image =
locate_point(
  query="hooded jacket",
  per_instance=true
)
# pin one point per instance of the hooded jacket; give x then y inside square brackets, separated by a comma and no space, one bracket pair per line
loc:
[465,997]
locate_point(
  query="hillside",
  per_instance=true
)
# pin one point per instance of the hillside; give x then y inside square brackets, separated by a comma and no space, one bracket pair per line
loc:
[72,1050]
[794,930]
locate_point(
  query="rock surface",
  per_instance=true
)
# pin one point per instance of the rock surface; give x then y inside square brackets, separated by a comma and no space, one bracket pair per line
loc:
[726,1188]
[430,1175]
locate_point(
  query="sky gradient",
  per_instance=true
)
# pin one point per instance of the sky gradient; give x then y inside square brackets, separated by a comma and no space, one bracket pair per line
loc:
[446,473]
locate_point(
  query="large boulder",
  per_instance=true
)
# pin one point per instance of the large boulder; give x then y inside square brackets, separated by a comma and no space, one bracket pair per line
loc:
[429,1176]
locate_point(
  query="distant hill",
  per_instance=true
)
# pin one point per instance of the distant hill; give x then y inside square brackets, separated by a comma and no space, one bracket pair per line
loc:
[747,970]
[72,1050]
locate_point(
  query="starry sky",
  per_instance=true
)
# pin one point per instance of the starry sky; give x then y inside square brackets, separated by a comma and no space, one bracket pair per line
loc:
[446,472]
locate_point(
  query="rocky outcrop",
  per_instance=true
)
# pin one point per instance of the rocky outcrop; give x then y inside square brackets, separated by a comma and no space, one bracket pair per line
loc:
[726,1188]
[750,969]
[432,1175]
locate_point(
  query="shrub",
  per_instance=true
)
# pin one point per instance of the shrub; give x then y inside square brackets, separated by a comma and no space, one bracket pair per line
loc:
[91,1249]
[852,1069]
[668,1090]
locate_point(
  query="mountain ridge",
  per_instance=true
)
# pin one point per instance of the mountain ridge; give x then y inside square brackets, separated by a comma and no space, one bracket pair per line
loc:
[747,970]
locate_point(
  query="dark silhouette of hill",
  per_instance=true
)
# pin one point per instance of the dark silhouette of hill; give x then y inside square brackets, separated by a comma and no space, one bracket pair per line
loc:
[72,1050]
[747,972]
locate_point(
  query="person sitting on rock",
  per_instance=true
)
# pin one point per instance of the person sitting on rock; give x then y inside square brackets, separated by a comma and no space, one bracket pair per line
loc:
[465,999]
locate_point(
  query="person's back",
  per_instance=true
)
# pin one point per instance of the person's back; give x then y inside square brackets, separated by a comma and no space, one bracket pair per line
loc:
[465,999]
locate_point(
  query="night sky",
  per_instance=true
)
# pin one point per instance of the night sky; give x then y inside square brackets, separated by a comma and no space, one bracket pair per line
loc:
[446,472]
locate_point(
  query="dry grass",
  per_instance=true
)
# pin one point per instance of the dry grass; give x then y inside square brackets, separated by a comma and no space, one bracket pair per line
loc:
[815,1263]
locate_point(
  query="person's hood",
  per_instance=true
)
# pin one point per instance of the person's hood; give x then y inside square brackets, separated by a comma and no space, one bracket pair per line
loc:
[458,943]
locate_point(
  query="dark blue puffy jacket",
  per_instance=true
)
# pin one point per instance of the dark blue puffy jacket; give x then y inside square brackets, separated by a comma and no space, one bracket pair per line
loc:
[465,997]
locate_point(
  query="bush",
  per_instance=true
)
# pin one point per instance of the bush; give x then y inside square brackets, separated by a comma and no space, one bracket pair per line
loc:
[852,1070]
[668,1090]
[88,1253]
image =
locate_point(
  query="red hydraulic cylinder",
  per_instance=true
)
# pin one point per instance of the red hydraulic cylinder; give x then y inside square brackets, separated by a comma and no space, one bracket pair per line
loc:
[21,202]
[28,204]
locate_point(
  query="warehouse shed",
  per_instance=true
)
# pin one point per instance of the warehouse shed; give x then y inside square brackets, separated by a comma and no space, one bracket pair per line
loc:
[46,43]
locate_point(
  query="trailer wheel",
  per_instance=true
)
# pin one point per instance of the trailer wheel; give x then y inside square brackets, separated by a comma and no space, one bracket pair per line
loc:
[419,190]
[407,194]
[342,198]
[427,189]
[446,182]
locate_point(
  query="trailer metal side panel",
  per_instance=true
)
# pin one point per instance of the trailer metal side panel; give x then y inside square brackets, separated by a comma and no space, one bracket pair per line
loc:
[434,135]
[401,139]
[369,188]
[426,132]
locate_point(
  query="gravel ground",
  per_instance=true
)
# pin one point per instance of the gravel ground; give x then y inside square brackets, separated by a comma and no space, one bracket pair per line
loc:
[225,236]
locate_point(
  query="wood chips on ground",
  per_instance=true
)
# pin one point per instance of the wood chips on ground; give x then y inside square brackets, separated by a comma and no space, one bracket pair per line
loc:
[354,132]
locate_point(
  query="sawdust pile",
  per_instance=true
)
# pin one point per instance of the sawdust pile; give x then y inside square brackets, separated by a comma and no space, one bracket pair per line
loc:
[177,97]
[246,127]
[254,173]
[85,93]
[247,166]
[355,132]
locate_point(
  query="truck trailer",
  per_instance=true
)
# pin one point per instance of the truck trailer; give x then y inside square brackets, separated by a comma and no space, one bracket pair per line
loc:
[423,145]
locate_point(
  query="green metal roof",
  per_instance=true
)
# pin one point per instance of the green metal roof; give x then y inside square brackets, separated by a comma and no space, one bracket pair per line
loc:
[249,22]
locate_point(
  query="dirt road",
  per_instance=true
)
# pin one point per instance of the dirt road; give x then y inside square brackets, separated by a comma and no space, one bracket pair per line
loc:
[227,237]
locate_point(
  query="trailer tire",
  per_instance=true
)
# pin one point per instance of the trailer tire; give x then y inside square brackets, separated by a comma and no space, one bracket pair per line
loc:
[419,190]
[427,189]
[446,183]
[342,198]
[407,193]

* * * * *

● **Activity**
What is needed is the full listing, reproduced exactly.

● **Result below**
image =
locate_point(
  query="hooded jacket",
  per_instance=true
)
# pin one point per instance of the hooded jacket; give x then y inside square brackets, separated by a comma and no space, one bracket pair per line
loc:
[465,997]
locate_point(
  query="hillside",
  per_instance=true
)
# pin one point per instance of the hillside; give x then y inside square brackets, separated by a comma and no space, one bracket pair per line
loc:
[72,1050]
[794,930]
locate_point(
  query="rock surface",
  per_instance=true
)
# pin one point per instance of the rock surface; give x then y inside square brackets, separated by a comma and no space, one bracket pair per line
loc:
[726,1188]
[430,1175]
locate_point(
  query="sky gradient",
  per_instance=true
)
# pin one point per instance of the sky gradient; give x then y inside square brackets, separated by a comma and no space, one bracket pair per line
loc:
[446,473]
locate_point(
  query="large boulder",
  per_instance=true
)
# pin one point per instance of the large boulder; give x then y inside square brackets, separated by a comma and no space, one bracket pair per line
loc:
[429,1176]
locate_point(
  query="distant hill",
  per_instance=true
)
# pin one point per instance of the distant hill; give x then y inside square brackets, separated by a comma and no space, one bracket pair per line
loc:
[747,970]
[72,1050]
locate_point(
  query="starry sky",
  per_instance=true
)
# pin one point per instance of the starry sky; give x then y inside square brackets, separated by a comma and no space, one bracket pair per line
loc:
[446,472]
locate_point(
  query="rocky outcrop",
  per_instance=true
)
# pin one point per instance of the rocky outcrop; give x then y inside square brackets, separated by a comma and no space, one bracket pair per line
loc:
[726,1188]
[750,969]
[432,1175]
locate_point(
  query="shrub",
  per_instance=true
)
# pin one point per instance of the shrub; give x then y inside square brackets, separated by a comma and no space, one bracket pair per line
loc:
[91,1249]
[852,1069]
[668,1090]
locate_point(
  query="mountain ridge",
  per_instance=true
)
# pin one point per instance of the mountain ridge; give x then y inside square brackets, separated by a comma and no space, one bracket pair per line
loc:
[747,970]
locate_point(
  query="dark silhouette of hill",
  per_instance=true
)
# pin one point per instance of the dark silhouette of hill; give x then y inside square brackets, separated by a comma and no space, one bracket pair per line
loc:
[72,1050]
[747,972]
locate_point(
  query="person sitting on rock",
  per_instance=true
)
# pin one point per instance of the person sitting on rock; give x then y inside square brackets, separated by a comma and no space, one bracket pair per line
loc:
[465,999]
locate_point(
  query="person's back",
  per_instance=true
)
# pin one point per instance of the person's back; give x then y inside square brackets, separated by a comma and no space, one bracket pair per line
loc:
[465,999]
locate_point(
  query="night sky",
  per_instance=true
)
# pin one point per instance of the night sky; give x then y inside square brackets, separated by a comma and no space, one bracket pair per line
loc:
[446,472]
locate_point(
  query="dry grass",
  per_instance=true
)
# pin one point per instance of the dry grass; give x then y inside square brackets, separated by a comma and no space, one bracket pair per line
loc:
[815,1263]
locate_point(
  query="person's hood",
  per_instance=true
)
# pin one point per instance of the person's hood; give x then y inside square brackets, separated by a comma and no space, one bracket pair per line
loc:
[458,943]
locate_point(
  query="dark blue puffy jacket",
  per_instance=true
)
# pin one point per instance of the dark blue puffy jacket; give x then y inside square brackets, separated by a comma and no space, one bracket pair per line
loc:
[465,997]
locate_point(
  query="bush",
  per_instance=true
)
# pin one point per instance of the bush; give x then y inside square brackets, separated by a comma and no space, one bracket pair per line
loc:
[852,1070]
[668,1090]
[88,1253]
image =
locate_point(
  query="red hydraulic cylinder",
  per_instance=true
)
# pin one point per instance of the red hydraulic cylinder; give x then y inside square brackets, separated by a comma and no space, one bracket pair per line
loc:
[21,202]
[28,204]
locate_point(
  query="warehouse shed",
  per_instance=true
)
# pin one point per instance of the warehouse shed; give x then y inside square brackets, separated by a comma and no space, one bracket pair per line
loc:
[46,43]
locate_point(
  query="trailer wheel",
  per_instance=true
)
# pin one point per instance of the trailer wheel; give x then y inside square brackets, separated by a comma and no space, one bracket pair per line
loc:
[419,190]
[407,194]
[342,198]
[427,189]
[446,182]
locate_point(
  query="trailer metal side panel",
  per_instance=true
)
# pin one point per instance of the trailer metal side panel; give x then y inside square brackets, separated by a comma and no space, one bracket pair per line
loc:
[434,135]
[401,139]
[369,188]
[426,132]
locate_point(
  query="gravel ground",
  per_instance=true
)
# pin one point per instance of the gravel ground; give x then y inside square brackets, separated by a comma and no space, one bracket pair per line
loc:
[225,236]
locate_point(
  query="wood chips on ground",
  per_instance=true
)
# pin one point per instance of the wood chips on ground; give x then y inside square brackets, separated by a comma and no space, one bracket pair per line
loc:
[354,132]
locate_point(
  query="sawdust pile",
  per_instance=true
)
# pin one point per instance of the sawdust pile; give x then y inside square brackets, separated by a comma and no space, one bracket pair per line
loc:
[177,97]
[246,127]
[254,173]
[85,93]
[247,166]
[355,132]
locate_point(
  query="truck trailer",
  per_instance=true
)
# pin one point per instance of the truck trailer; give x then y inside square brackets, separated by a comma and no space, one bracket pair per line
loc:
[423,145]
locate_point(
  query="green metal roof",
  per_instance=true
)
# pin one point per instance of the green metal roof; give x then y inside square brackets, separated by a comma and no space, one bracket pair per line
loc:
[249,22]
locate_point(
  query="dirt road",
  per_instance=true
)
# pin one point per instance of the dirt road; give x then y inside square brackets, separated by a comma and no space, one bracket pair per line
loc:
[227,237]
locate_point(
  query="trailer tire",
  per_instance=true
)
# pin one point per instance of the trailer tire; give x then y inside square brackets, separated by a comma and no space, one bracket pair per line
loc:
[419,190]
[427,189]
[446,183]
[342,198]
[407,193]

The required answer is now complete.